**Extract provided**
--*--

RIVERLINK’S Limelight Cinema owner fears the venue will no longer be viable with a ratepayer subsidised cinema operator in the Nicholas Street Precinct.
Limelight CEO Ross Entwistle spoke out this week against the unlevel playing field Ipswich City Council was setting up with their preferred tenant at the council-owned Venue Building, believed to be Chinese-owned Hoyts.
Mr Entwistle said the cinema had struggled to survive through Covid, trends in streaming services and Hollywood’s reduced output for cinemas but the council’s determination to bring an operator to an expanded city cinema could be the final nail in the coffin.
“There is no doubt that if this deal goes ahead, both Limelight and Hoyts will be unprofitable and are unlikely to remain open for the medium to long term,” Mr Entwistle said.
“The cinema sector in 2020 with first year of COVID was down 70 percent. The second year of COVID was down 50 percent. The market is still trading down at 35 to 40 percent off this year.
“The expectation is that that cinema would take a third to a half of our business.
“Without fear mongering it makes you unviable.
“Our margins are not significant enough to sustain a decline of further 30 to 50 percent. It just doesn’t work and there is demonstrably no need for it.”
He said while the cinema sector was facing its worst downturn, the council appeared to lack understanding or empathy for the business environment surrounding the redevelopment project.
“As an independent, Australian-owned cinema operator, Limelight has operated in Ipswich for over eight years, has employed over 250 Ipswich locals and paid in excess of $9 million in wages to local employees,” Mr Entwistle said.
“Our Cinemas, our restaurant (Ruby Chews), and the other restaurants that surround us in Ipswich, are a community of small businesses, who have faced unprecedented financial, operational, and mental challenges in the last two years. Survival continues to be a day to day proposition for many of us, and I cannot over-state the impact Council’s plan, and its lopsided competitive playing field, would likely have on each of us, should it be allowed to proceed.”
Mr Entwistle said Birch Carroll and Coyle’s decision to close the Ipswich CBD cinema in May 2019 was “normal capitalist dynamics playing out”, however the council was distorting the market with ratepayer subsidised incentives for the cinema it owned in the CBD.
“If it was a commercial operator that said, we’re prepared to invest again in the CBD on the same sort of basis that we believe we would build a better mousetrap that we can make it work that’s fine,” he said.
“That is not what is happening here. This is the council using public funds to distort the operation of a normal market.”

--*--

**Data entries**
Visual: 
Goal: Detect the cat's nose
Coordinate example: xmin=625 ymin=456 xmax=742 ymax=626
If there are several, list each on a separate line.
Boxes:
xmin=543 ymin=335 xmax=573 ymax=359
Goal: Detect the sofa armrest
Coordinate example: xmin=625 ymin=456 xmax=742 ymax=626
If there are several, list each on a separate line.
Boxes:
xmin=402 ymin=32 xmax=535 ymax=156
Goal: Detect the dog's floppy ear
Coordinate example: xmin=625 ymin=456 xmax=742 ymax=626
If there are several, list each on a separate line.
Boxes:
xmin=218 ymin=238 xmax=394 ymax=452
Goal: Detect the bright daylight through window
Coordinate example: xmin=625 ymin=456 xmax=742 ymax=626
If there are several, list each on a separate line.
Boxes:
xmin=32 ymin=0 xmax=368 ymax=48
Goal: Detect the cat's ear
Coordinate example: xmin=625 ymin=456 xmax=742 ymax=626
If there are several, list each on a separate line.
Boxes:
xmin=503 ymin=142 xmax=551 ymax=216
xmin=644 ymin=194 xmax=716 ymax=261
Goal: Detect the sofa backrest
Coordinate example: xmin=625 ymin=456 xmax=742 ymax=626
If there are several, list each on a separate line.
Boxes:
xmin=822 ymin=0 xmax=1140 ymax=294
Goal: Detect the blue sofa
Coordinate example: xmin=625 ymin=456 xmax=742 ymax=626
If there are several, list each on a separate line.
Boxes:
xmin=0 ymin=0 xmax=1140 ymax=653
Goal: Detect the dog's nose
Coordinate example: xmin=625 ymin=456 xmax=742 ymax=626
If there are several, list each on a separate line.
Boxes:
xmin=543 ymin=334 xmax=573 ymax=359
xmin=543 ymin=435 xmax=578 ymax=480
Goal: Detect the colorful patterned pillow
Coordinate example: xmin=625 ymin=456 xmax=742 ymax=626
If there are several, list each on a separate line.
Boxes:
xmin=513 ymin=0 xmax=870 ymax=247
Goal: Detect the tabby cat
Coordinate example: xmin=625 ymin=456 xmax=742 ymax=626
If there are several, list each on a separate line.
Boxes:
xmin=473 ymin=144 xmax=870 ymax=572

--*--

**Exercise description**
Reproduce word for word the part of the Limelight Cinema article from "Mr Entwistle said the" to "in the coffin.".

**Result of this task**
Mr Entwistle said the cinema had struggled to survive through Covid, trends in streaming services and Hollywood’s reduced output for cinemas but the council’s determination to bring an operator to an expanded city cinema could be the final nail in the coffin.